Given problem
Rewrite the lines below, changing every occurrence of "pixel coordinates" to "image coordinates" and keeping everything else identical. Omit the pictures from your output.

The data
>>>>

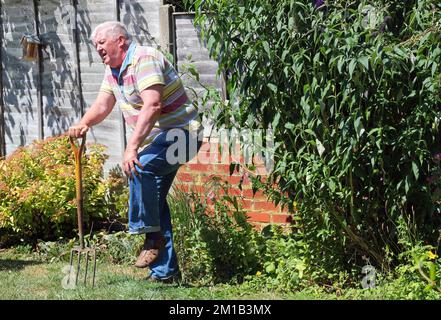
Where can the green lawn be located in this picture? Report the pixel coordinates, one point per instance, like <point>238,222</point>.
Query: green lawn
<point>27,277</point>
<point>24,276</point>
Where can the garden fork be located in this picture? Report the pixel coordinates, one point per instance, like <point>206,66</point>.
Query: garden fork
<point>82,249</point>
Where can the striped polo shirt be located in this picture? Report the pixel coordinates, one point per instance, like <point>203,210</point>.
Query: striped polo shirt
<point>143,67</point>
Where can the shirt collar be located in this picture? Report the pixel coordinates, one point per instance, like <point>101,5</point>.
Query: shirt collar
<point>127,60</point>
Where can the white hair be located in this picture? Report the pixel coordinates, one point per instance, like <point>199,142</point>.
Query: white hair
<point>112,28</point>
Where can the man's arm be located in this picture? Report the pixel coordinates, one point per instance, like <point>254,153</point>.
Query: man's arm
<point>99,110</point>
<point>152,105</point>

<<<<

Exercise response
Where can the green lawn be located in this picture? Report the image coordinates, one point per instance, like <point>238,222</point>.
Query: green lawn
<point>27,277</point>
<point>24,276</point>
Where can the garden fork be located in this picture? Report the image coordinates, one point per instance, like <point>206,66</point>.
Query: garden fork
<point>82,249</point>
Where can the striped polo shirt be located in this picture? Report the image coordinates, one point per instance, like <point>203,210</point>.
Query: striped polo shirt
<point>143,67</point>
Where can the shirt collar be located in this picture? Report the image coordinates, one point per instance, like <point>101,5</point>.
Query: shirt collar
<point>127,60</point>
Where can the white hair be located in this picture? Report the image coordinates, one point per instance, like <point>199,142</point>.
Query: white hair
<point>112,28</point>
Where can the man's arm be located in this picture? Report the image coordinates, one point per instance, like <point>254,153</point>.
Query: man's arm
<point>99,110</point>
<point>152,105</point>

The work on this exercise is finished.